Please revise the entries below from the line with "Could you point to the dripping" up to and including the last line of the entries, replacing "orange rock face" with "red rock wall" and leaving everything else unchanged. Return only those lines.

## PROVIDED DATA
=======
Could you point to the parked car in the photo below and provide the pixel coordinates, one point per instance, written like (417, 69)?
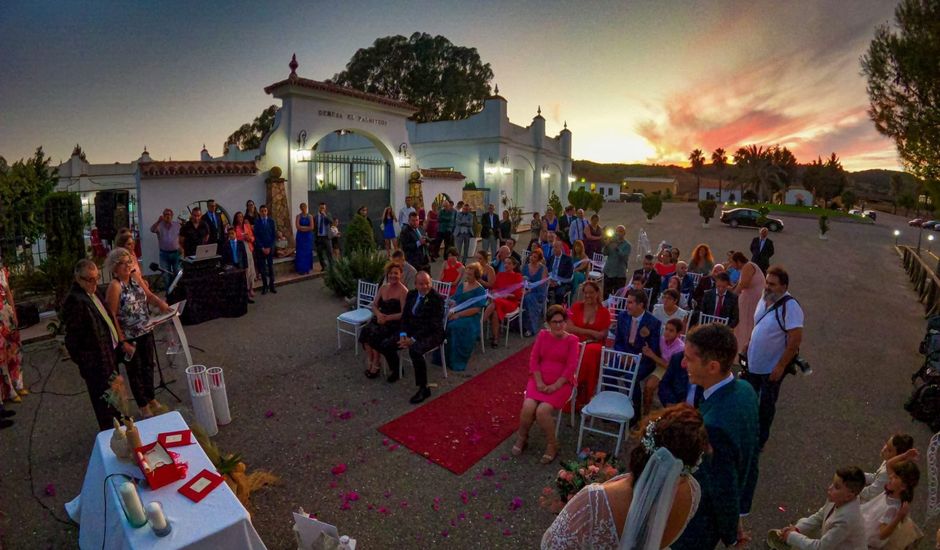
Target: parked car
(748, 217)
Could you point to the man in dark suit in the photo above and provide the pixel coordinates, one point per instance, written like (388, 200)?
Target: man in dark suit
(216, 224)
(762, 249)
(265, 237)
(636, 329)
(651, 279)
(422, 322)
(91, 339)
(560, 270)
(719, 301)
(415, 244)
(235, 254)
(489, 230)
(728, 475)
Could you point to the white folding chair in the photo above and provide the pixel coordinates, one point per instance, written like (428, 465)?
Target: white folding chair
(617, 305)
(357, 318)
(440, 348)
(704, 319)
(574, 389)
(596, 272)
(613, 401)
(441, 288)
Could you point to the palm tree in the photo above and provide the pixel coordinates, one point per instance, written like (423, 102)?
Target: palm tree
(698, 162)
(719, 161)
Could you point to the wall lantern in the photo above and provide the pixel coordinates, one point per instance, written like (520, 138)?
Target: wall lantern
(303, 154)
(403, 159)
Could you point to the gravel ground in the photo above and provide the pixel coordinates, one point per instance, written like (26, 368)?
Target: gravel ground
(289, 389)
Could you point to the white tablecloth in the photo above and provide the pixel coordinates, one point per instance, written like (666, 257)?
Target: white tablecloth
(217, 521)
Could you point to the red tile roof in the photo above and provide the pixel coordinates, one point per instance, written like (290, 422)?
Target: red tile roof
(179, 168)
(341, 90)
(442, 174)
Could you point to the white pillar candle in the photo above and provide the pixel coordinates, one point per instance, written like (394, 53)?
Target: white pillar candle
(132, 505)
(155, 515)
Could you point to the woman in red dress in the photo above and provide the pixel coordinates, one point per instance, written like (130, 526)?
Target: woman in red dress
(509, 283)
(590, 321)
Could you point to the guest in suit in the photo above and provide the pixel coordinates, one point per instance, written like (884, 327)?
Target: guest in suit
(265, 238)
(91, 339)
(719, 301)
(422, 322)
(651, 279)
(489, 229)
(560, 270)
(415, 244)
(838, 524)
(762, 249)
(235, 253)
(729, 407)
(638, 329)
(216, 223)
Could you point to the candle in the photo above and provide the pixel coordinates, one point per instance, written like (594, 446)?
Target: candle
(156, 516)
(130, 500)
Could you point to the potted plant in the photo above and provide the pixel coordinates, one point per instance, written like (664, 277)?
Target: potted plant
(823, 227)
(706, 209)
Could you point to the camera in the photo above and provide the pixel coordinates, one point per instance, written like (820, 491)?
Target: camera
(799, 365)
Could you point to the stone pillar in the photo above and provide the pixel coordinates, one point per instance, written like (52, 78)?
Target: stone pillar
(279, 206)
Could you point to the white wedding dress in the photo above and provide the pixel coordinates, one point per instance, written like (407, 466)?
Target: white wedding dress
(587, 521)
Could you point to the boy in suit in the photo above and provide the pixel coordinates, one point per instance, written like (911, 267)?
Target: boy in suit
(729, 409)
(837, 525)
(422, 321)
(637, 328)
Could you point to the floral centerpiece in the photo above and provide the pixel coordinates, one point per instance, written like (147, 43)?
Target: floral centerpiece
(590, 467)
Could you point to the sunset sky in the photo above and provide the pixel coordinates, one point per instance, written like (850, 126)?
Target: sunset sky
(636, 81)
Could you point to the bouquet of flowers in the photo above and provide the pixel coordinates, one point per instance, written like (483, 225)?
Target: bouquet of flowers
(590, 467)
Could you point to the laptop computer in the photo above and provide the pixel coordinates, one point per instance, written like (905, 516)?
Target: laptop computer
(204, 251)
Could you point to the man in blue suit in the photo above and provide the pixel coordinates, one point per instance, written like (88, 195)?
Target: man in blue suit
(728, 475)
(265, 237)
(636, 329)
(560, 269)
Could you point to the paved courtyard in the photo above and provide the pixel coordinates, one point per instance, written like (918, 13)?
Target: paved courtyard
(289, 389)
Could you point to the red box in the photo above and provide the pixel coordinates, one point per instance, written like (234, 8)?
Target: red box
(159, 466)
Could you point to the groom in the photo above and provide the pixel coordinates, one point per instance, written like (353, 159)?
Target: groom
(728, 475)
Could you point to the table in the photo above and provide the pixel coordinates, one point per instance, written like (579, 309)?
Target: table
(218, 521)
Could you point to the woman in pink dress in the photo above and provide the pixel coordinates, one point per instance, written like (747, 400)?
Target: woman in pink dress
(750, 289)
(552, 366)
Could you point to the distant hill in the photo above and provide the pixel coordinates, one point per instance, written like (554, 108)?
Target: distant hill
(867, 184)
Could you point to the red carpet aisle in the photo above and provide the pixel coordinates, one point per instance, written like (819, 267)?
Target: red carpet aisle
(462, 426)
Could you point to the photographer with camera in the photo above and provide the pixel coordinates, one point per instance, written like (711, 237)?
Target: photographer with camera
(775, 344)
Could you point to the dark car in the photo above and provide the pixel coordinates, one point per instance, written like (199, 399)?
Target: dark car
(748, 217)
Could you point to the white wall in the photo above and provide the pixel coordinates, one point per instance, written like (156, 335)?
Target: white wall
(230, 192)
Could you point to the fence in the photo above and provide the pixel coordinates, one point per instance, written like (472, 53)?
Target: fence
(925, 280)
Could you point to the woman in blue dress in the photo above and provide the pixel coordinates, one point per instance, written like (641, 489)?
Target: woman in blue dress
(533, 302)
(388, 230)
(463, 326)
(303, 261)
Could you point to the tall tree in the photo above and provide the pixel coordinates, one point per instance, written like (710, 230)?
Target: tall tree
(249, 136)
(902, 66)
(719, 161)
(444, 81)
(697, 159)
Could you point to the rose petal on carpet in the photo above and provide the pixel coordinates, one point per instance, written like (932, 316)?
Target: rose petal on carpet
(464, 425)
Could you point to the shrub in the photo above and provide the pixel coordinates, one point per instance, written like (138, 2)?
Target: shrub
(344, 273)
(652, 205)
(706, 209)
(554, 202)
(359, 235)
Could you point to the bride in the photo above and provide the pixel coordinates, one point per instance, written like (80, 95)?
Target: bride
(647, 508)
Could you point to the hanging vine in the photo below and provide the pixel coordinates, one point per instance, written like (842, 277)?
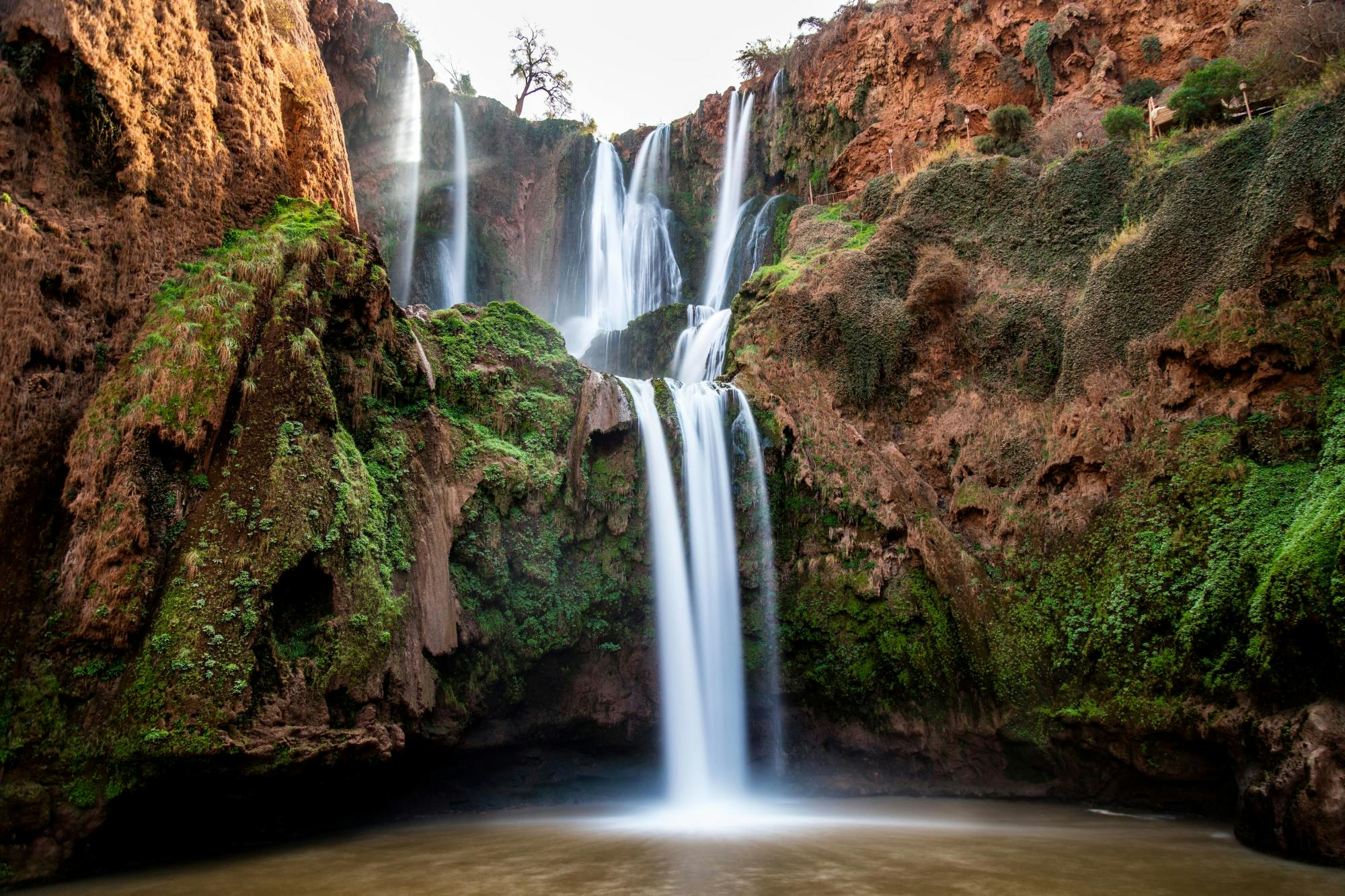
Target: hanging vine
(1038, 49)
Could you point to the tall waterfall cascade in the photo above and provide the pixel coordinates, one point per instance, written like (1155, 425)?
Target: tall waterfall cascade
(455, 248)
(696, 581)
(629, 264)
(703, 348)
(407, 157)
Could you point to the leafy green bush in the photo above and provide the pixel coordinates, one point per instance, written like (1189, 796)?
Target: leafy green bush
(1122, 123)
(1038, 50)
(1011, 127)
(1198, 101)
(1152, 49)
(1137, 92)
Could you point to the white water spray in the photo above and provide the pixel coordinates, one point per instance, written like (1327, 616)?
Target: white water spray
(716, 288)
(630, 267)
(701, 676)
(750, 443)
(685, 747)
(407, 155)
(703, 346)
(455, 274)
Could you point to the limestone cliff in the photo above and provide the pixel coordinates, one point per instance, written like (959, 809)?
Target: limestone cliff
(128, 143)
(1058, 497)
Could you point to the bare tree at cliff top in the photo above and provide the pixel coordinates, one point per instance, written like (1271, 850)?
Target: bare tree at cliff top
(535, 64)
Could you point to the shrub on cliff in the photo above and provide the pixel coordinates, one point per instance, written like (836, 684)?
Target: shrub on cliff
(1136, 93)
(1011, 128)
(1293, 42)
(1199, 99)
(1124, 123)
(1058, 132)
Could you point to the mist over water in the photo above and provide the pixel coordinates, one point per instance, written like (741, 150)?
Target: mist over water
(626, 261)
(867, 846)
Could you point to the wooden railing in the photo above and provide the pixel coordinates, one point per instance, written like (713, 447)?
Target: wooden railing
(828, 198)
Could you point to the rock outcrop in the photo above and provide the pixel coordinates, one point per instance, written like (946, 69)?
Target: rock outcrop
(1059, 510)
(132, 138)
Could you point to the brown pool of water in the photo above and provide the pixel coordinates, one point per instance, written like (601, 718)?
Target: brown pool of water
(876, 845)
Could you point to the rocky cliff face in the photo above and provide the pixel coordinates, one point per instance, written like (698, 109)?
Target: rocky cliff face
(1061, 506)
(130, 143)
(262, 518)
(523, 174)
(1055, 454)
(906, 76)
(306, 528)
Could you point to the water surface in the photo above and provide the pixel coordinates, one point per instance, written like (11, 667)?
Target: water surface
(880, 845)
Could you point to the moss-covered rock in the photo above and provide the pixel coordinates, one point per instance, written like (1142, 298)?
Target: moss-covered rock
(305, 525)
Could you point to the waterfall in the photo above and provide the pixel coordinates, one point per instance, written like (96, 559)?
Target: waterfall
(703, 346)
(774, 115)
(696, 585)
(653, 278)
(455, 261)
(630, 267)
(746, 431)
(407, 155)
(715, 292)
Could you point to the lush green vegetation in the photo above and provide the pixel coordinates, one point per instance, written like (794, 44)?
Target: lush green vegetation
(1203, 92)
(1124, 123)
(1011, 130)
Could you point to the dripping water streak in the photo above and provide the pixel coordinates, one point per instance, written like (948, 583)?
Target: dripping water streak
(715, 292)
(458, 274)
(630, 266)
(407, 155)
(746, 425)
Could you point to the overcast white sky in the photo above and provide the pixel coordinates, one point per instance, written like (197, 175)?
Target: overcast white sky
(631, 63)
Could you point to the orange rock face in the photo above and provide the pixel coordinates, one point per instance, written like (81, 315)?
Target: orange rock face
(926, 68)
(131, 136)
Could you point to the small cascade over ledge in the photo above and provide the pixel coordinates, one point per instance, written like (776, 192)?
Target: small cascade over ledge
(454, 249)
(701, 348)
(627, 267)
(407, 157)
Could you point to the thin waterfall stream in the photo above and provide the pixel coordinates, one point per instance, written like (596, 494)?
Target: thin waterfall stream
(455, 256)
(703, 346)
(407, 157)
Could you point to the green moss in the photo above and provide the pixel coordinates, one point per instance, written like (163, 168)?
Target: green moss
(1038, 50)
=======
## EXERCISE OUTPUT
Could you point to the dripping water streak in the photo above and provide the pixel coordinates, one point per instance, written like (948, 583)?
Target: dripping water streak
(715, 292)
(458, 274)
(630, 266)
(407, 155)
(746, 425)
Could you point to the overcast white sky in the photo above and provide the pixel coordinates, one point per instance, written like (197, 175)?
Target: overcast white sky
(631, 63)
Could you point to the red rock wall in the photo above and provide the pixel coordinates, one point per instance, written like (81, 315)?
Target: red rock wall
(926, 68)
(131, 136)
Could you point to the small cascade over ledge in the photo above and provide the pixel coordinates, one point per instance, written like (776, 192)?
Target: small cascade over ledge
(454, 249)
(701, 348)
(627, 267)
(407, 157)
Could you point to the thin waterfall stream in the photo above and provide the pixel coordinates, one point per instance, written like (596, 494)?
Target: thin waterfall stream
(455, 256)
(703, 346)
(407, 157)
Could you point to the green moss in the photo above and provide the pixel coordinates, one point per instance, written like (163, 168)?
Target: green moss
(1038, 50)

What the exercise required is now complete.